読書案内(坂口孝則)

今回は、まとめて読書案内としたいと思います。お読みになれるものがあれば、どうぞ!

・現在、タックスヘイブンの文章が世界を揺るがしている。違法ではなく、合法ではあるものの、あきらかに租税回避を狙った活動が倫理的に許されるはずはない。税金逃れを許してしまうと、国家はほとんど成り立たない。

・タックスヘイブンに埋蔵されているお金が課税対象となれば、ほとんどの飢餓は解消されるといわれる。それくらい多額なのだ。

・ところで、そのタックスヘイブンだが、初学者は小説「タックスヘイヴン」に多くを学べる。著者は橘玲さんで、タックスヘイブンの仕組みから、アジアマネー、そして裏稼業まで学べる凄い小説。しかも、小説としても一級で、泣かせる。なんて凄い書き手なんだろう。私がこの10年間ほど嫉妬しているひとだ。

やること:
1. 上の読書案内を2文にまとめてください。
2. 上の読書案内で、初めて学ぶ人に勧められている小説「タックスヘイヴン」の著者はだれですか。
3. 上の読書案内のうち、「今回は、まとめて読書案内としたいと思います。お読みになれるものがあれば、どうぞ!」から「年間ほど嫉妬しているひとだ。」までの部分を、そのまま書き写してください。

使えるデータ:
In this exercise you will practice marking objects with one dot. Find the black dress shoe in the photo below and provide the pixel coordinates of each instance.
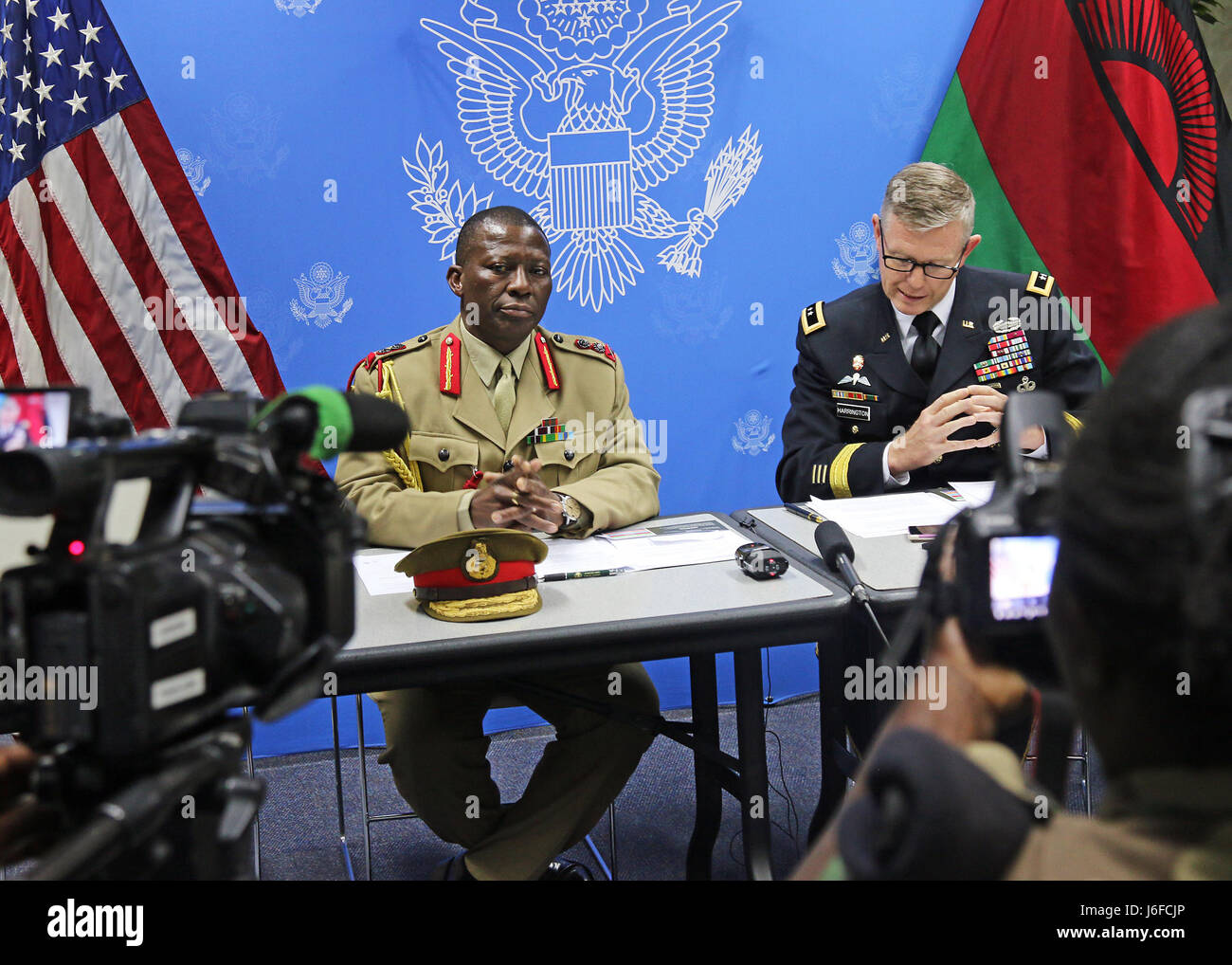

作業ごとの答え:
1. タックスヘイブンを使った税金逃れは合法でも倫理的に許されず、そこに眠るお金に課税できればほとんどの飢餓がなくなるといわれるほど額が大きい。初めて学ぶ人には、仕組みからアジアマネー、裏稼業まで学べて小説としても一級の、橘玲さんの「タックスヘイヴン」が勧められている。

2. 橘玲さんです。

3.
今回は、まとめて読書案内としたいと思います。お読みになれるものがあれば、どうぞ!

・現在、タックスヘイブンの文章が世界を揺るがしている。違法ではなく、合法ではあるものの、あきらかに租税回避を狙った活動が倫理的に許されるはずはない。税金逃れを許してしまうと、国家はほとんど成り立たない。

・タックスヘイブンに埋蔵されているお金が課税対象となれば、ほとんどの飢餓は解消されるといわれる。それくらい多額なのだ。

・ところで、そのタックスヘイブンだが、初学者は小説「タックスヘイヴン」に多くを学べる。著者は橘玲さんで、タックスヘイブンの仕組みから、アジアマネー、そして裏稼業まで学べる凄い小説。しかも、小説としても一級で、泣かせる。なんて凄い書き手なんだろう。私がこの10年間ほど嫉妬しているひとだ。